Job: Starting at the line below that contains "Target: blue banner", print each line through the end of the records exactly as it appears.

Data to use:
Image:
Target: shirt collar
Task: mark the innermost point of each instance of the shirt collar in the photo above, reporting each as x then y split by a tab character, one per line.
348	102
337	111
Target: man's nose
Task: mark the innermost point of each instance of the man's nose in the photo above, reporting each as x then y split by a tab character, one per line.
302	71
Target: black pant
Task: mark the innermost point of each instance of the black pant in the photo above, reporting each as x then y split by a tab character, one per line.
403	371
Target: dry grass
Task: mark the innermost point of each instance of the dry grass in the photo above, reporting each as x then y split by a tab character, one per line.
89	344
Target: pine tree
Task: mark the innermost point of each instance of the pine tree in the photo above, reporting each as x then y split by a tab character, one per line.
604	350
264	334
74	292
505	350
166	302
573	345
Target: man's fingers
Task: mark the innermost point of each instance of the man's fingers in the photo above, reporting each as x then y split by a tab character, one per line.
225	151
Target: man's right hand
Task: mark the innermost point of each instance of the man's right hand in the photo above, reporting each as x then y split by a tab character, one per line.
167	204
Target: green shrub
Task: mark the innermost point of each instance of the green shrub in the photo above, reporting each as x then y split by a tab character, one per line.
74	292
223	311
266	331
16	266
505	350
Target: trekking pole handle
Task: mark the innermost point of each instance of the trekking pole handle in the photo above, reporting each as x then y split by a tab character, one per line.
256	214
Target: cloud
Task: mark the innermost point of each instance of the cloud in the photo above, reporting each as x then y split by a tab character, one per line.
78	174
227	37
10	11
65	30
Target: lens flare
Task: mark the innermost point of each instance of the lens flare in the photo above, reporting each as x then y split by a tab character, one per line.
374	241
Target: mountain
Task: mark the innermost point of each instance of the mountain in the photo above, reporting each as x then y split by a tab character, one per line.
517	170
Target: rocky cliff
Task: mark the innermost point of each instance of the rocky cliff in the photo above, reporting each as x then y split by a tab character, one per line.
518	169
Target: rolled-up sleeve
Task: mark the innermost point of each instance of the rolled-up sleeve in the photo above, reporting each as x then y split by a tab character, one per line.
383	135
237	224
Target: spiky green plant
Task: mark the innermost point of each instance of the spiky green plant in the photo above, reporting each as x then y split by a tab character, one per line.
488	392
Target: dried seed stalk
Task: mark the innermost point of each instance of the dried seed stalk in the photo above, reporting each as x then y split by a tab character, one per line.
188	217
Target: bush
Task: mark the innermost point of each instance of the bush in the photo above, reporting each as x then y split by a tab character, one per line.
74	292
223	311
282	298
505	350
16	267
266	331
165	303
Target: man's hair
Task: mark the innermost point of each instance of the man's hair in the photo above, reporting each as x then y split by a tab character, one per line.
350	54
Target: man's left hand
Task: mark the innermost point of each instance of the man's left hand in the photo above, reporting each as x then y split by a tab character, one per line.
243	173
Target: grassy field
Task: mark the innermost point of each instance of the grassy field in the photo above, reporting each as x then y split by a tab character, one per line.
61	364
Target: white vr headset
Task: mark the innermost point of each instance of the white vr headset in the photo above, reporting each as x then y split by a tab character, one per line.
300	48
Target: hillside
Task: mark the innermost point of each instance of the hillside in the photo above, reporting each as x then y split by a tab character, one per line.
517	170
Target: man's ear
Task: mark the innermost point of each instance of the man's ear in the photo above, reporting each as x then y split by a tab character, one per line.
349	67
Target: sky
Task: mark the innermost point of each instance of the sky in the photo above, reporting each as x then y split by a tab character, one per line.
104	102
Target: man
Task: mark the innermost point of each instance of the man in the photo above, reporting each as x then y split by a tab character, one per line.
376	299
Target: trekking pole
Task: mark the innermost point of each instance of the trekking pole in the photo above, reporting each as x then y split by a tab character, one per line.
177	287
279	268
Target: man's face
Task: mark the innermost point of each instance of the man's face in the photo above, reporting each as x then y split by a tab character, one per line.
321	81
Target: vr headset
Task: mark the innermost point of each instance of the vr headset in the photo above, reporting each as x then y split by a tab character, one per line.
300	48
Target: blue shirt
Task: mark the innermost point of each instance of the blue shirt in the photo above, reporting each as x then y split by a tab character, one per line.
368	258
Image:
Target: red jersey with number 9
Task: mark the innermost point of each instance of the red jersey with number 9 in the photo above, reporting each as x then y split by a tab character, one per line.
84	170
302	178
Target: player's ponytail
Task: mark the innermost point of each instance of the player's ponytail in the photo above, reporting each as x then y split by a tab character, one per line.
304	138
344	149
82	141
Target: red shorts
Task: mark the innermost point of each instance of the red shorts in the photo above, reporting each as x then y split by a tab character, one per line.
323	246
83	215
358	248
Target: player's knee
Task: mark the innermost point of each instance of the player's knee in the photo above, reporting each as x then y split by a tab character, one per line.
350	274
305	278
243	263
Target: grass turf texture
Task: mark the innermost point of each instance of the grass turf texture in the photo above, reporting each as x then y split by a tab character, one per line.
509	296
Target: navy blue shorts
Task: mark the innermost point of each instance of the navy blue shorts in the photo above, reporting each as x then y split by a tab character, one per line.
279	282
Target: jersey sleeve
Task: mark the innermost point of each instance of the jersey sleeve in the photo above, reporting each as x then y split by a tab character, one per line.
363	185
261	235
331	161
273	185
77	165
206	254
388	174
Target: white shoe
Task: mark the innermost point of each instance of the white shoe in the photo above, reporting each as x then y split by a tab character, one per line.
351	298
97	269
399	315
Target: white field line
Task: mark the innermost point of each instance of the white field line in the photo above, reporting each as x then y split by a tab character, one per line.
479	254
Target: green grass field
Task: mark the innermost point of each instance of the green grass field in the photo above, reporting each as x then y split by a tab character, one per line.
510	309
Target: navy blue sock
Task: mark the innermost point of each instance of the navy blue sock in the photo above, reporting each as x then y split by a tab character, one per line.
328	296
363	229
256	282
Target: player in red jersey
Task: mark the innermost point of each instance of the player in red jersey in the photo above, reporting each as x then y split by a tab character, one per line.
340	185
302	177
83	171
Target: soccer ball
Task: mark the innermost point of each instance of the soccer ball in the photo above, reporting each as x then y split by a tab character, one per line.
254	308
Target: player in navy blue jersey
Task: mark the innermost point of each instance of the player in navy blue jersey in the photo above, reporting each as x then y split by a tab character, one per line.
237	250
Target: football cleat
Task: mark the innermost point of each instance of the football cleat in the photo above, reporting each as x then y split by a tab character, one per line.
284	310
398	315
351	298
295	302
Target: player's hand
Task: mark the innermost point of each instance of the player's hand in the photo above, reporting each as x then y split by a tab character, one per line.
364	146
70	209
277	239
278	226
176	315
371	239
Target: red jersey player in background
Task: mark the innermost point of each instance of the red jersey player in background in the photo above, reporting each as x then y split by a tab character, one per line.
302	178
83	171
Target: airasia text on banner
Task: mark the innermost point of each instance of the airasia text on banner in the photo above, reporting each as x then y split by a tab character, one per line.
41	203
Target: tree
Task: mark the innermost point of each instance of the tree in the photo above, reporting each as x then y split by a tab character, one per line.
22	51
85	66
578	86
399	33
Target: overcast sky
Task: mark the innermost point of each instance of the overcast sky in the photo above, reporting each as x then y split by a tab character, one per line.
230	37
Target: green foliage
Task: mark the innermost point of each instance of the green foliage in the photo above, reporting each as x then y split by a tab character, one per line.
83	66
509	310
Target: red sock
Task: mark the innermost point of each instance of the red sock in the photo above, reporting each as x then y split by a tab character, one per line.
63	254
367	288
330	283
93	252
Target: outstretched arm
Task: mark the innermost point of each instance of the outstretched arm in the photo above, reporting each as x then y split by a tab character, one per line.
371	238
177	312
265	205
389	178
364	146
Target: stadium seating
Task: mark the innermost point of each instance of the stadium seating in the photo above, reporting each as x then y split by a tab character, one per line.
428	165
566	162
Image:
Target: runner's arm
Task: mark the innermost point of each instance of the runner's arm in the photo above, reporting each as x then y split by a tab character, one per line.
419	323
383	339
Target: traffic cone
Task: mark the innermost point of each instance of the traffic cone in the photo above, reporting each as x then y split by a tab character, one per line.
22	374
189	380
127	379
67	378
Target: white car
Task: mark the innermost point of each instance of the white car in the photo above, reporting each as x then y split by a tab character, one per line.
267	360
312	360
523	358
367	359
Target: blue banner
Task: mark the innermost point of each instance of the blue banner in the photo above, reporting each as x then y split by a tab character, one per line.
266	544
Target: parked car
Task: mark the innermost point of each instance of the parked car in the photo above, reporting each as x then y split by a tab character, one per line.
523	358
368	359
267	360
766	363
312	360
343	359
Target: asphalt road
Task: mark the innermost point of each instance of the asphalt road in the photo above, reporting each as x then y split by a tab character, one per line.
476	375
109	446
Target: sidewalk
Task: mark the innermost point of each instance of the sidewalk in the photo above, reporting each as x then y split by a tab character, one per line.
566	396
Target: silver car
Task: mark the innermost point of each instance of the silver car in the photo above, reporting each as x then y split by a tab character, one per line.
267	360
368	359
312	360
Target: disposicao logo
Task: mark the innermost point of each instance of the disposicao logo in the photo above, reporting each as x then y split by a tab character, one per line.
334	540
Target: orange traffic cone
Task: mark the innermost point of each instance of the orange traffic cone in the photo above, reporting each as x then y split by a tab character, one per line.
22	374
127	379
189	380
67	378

Solution to the problem:
Target: blue banner
Task: mark the innermost point of each instance of the blue banner in the photo above, reporting each as x then y split by a tab character, one per line.
266	544
Target: parked car
Task: mark the innermost point of each instance of the parked car in the photo above, reporting each as x then y split by a tab character, one per line.
523	358
368	359
267	360
766	363
312	360
343	359
Target: asphalt road
Task: mark the innermost point of each instance of the asphalt road in the photo above, reporting each as x then y split by a tab character, one per line.
476	375
109	446
Target: sidewalk
Task: mark the innermost point of each instance of the sidewalk in the photo above, reporting each as x then y split by a tab character, one per line.
566	396
Target: silver car
Task: mark the innermost point of each instance of the silver car in the photo above, reporting each as x then y split by a tab character, one per line.
267	360
368	359
312	360
Target: disposicao logo
Task: mark the innermost point of each instance of the disposicao logo in the photo above, reporting each as x then y split by a tab character, one per line.
334	540
Target: orange traffic cone
Task: mark the innermost point of each instance of the orange traffic cone in the photo above, reporting each as x then y split by a tab character, one per line.
22	374
127	379
189	380
67	378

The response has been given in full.